- [SOURCE PASSAGE]
Greg speaking with guests at Olio.
What do you love most about owning a business Downtown?
I love seeing the same faces day in and day out, getting a chance to talk with customers much more than I have in the past working in closed kitchens. Spending the majority of the day at work is so much nicer when you build relationships with the people you're serving. I also like being able to walk to the bank or visit the printer down the street. Everything is a tight-knit community.
What do you love about Downtown personally?
For the past couple years, it seems like Downtown has this momentum that keeps growing, but Downtown hasn’t lost its sense of small-town community. Having worked in many Downtown urban settings, I can say, in my experience, as a city grows, there is a disconnection of the people that grows with it. I don’t get that feeling here; we still have the crowded streets, but there is a friendliness that doesn’t appear to be disappearing. It borders on almost camaraderie. It’s not a feeling I’ve come across in other metropolitan settings.
Let's talk about that famous duck grilled cheese. How did the Best Sandwich in America recognition come about, and do customers still mention it to you?

- [GIVEN RECORDS]

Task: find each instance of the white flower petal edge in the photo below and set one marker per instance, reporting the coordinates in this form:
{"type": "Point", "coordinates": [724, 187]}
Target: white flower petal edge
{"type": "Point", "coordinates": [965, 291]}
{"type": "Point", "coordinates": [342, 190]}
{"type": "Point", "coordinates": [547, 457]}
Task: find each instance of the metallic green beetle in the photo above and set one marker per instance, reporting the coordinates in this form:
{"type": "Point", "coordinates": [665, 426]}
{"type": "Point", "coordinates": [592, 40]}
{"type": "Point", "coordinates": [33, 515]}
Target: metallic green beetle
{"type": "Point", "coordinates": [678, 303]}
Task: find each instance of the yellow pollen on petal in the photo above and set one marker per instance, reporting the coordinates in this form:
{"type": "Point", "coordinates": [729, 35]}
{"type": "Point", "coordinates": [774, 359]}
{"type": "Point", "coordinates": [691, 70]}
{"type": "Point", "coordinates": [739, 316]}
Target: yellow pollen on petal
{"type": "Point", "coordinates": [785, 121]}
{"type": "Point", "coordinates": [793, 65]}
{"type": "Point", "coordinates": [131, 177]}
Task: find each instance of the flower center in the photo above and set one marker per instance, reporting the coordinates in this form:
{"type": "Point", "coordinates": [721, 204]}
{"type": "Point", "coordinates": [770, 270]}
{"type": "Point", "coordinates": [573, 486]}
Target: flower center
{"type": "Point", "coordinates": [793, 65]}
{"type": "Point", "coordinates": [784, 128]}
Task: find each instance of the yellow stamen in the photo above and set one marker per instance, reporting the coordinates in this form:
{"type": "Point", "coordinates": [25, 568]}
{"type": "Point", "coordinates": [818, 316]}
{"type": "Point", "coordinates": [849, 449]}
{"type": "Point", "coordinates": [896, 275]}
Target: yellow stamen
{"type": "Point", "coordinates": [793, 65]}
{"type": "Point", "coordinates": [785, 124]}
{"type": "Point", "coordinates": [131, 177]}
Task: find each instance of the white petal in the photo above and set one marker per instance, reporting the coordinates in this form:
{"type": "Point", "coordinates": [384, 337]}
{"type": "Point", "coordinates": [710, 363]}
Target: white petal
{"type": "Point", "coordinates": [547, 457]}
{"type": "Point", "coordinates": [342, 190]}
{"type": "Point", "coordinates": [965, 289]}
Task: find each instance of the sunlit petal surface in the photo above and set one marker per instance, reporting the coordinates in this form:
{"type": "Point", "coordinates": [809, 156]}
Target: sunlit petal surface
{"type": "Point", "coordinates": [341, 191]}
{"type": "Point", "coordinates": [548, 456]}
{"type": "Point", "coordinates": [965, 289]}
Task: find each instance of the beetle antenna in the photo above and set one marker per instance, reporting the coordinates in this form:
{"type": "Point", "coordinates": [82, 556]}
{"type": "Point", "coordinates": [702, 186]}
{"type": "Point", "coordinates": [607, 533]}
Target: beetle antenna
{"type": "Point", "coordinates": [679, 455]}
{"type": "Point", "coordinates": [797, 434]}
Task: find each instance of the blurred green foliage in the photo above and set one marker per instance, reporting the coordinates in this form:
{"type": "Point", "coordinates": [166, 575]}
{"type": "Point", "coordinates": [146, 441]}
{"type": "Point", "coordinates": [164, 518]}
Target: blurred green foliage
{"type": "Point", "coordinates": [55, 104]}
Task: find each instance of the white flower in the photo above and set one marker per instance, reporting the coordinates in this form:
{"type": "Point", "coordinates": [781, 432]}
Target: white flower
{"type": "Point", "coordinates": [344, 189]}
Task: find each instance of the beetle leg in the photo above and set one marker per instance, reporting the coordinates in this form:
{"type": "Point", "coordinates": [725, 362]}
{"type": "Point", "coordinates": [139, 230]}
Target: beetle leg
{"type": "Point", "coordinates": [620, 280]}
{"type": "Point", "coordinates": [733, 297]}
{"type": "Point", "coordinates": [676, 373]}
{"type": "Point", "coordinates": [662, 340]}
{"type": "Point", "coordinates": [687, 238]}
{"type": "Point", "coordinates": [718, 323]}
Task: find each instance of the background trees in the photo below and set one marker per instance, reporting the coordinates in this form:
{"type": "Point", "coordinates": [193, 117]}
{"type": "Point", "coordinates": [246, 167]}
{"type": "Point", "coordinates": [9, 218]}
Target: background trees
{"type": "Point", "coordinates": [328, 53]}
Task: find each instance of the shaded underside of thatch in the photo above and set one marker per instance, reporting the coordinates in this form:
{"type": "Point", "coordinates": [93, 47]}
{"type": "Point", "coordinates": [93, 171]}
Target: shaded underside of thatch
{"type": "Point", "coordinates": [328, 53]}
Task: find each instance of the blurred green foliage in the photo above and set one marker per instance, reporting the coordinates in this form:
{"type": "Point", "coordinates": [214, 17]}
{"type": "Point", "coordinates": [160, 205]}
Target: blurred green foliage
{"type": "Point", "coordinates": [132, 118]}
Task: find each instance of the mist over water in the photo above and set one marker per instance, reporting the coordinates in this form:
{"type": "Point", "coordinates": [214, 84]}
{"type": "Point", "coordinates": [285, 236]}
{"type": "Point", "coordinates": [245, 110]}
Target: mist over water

- [PROBLEM DESCRIPTION] Pick up the interview with Greg about owning Olio Downtown and continue it from its final line. The data above comes from a separate source unrelated to the interview.

- [YOUR RESPONSE]
The duck grilled cheese was actually an after-thought on our menu. We needed another chicken dish for variety, and chicken can be such a plain thing to work with. I didn’t want plain. So I thought duck is close enough for people to be willing to try, even if they haven’t had it before. Without trying it out, I just jotted down the duck grilled cheese ingredients, and put it on the menu. A customer actually enjoyed it and submitted it to the Travel Channel’s American’s Best Sandwich show. We made it into the finals, which I considered a great accomplishment for an after-thought of a sandwich.
I can always tell when larger conventions come in to town or the Travel Channel shows the episode as a rerun, as we sell out of duck grilled cheeses the next day. It’s hard to predict sometimes. Given that people come here just since they saw the sandwich on the show, it’s not something I really have the option of taking off the menu, although sometimes I wish I could. There are so many other things I could do with duck that I’d love to try out. Then I come to my senses and think, "Nah. I can’t take it off the menu." Maybe one day….
And we have to ask: do you have a favorite item on the menu?
Even though everyone raves about the fish tacos, which are by far our No. 1 selling item, I personally like the shrimp po’boy. It’s nothing fancy: blackened shrimp, charred local Azar’s andouille sausage and jalapeño coleslaw. We top it with fried phyllo dough “threads,” which give it a little crunch like a fried shrimp without actually frying the shrimp. It lightens up a normal po’ boy, and you get layers of spice from the blackening plus the heat from the coleslaw.
What's next for Olio? Any upcoming events or special promotions?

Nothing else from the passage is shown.